Written task
Rewrite every line of the records, replacing "instance" with "object" and changing nothing else. Leave the pictures out of your version.

Shape annotation entries
'''
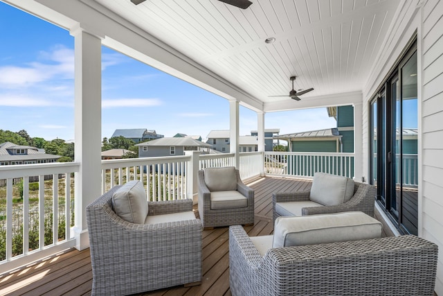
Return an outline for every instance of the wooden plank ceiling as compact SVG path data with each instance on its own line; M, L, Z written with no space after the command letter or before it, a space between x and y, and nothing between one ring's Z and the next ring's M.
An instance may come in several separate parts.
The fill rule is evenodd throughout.
M96 0L240 89L268 102L361 91L399 0ZM270 37L275 42L266 44Z

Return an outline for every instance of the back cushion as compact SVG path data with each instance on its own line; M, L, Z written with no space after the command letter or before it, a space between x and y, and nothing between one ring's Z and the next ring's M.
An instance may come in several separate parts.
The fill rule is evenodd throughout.
M235 167L205 168L205 183L210 191L237 190Z
M346 177L316 173L309 199L325 206L336 206L354 195L354 180Z
M381 223L361 211L278 217L273 247L377 238Z
M129 181L112 195L114 210L120 218L135 224L143 224L147 216L147 200L143 184Z

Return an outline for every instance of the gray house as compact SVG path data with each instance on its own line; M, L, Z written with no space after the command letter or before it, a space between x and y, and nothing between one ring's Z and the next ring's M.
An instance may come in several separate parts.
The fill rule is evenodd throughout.
M159 134L155 130L147 130L145 128L129 128L116 130L112 134L112 137L123 137L126 139L130 139L135 143L140 143L147 140L154 140L165 137L163 134Z
M56 162L60 155L46 154L43 149L11 142L0 144L0 166Z
M272 151L273 136L278 134L280 129L265 129L264 130L264 145L265 151ZM251 131L251 136L239 137L239 152L254 152L258 148L258 140L257 139L257 132ZM228 153L229 150L229 130L211 130L208 134L206 143L213 146L213 149L224 153Z
M211 146L200 141L185 137L167 137L139 143L138 157L183 155L185 151L201 151L208 154Z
'''
Solution to this exercise
Return an outline for every object of the wooden plank ceiling as compact SVG path data with each object on its own line; M, L, Z written with no space after the command letter or before it, a space between x and y, and nothing between one ring's Z and the next ring's M.
An object may come in several separate parts.
The fill rule is evenodd throughout.
M96 0L240 89L268 102L361 91L399 0ZM270 37L275 42L266 44Z

Return an outline for every object of the back cushion as compact SVG path data with each object on its own line; M, L, Z written with no space after the command letter or before it, a space between x and y, and nothing between one ring's Z and the next ring's M.
An object may come in several separate parts.
The fill rule is evenodd throughout.
M235 167L205 168L205 183L210 191L237 190Z
M346 177L316 173L309 199L325 206L336 206L354 195L354 180Z
M381 223L361 211L278 217L273 247L377 238Z
M129 181L112 195L114 210L120 218L135 224L143 224L147 216L147 200L143 184Z

Return an outline for every object of the gray house as compact SVG path data with each object on its own line; M, L, Z written with no space after the command letter or before it, a space between x and y, and nothing between one ring's Z and the next ring's M.
An object may come in several separate parts.
The fill rule is evenodd throughout.
M159 134L155 130L147 130L145 128L129 128L116 130L112 134L112 137L123 137L126 139L130 139L135 143L140 143L147 140L154 140L165 137L163 134Z
M56 162L60 155L46 154L43 149L11 142L0 144L0 166Z
M272 151L273 136L278 134L280 129L265 129L264 130L264 145L265 151ZM251 131L251 136L239 137L239 152L254 152L258 148L258 140L257 139L257 132ZM228 153L229 150L229 130L211 130L208 134L206 143L213 146L213 149L224 153Z
M211 146L200 141L185 137L167 137L139 143L138 157L183 155L185 151L201 151L208 154Z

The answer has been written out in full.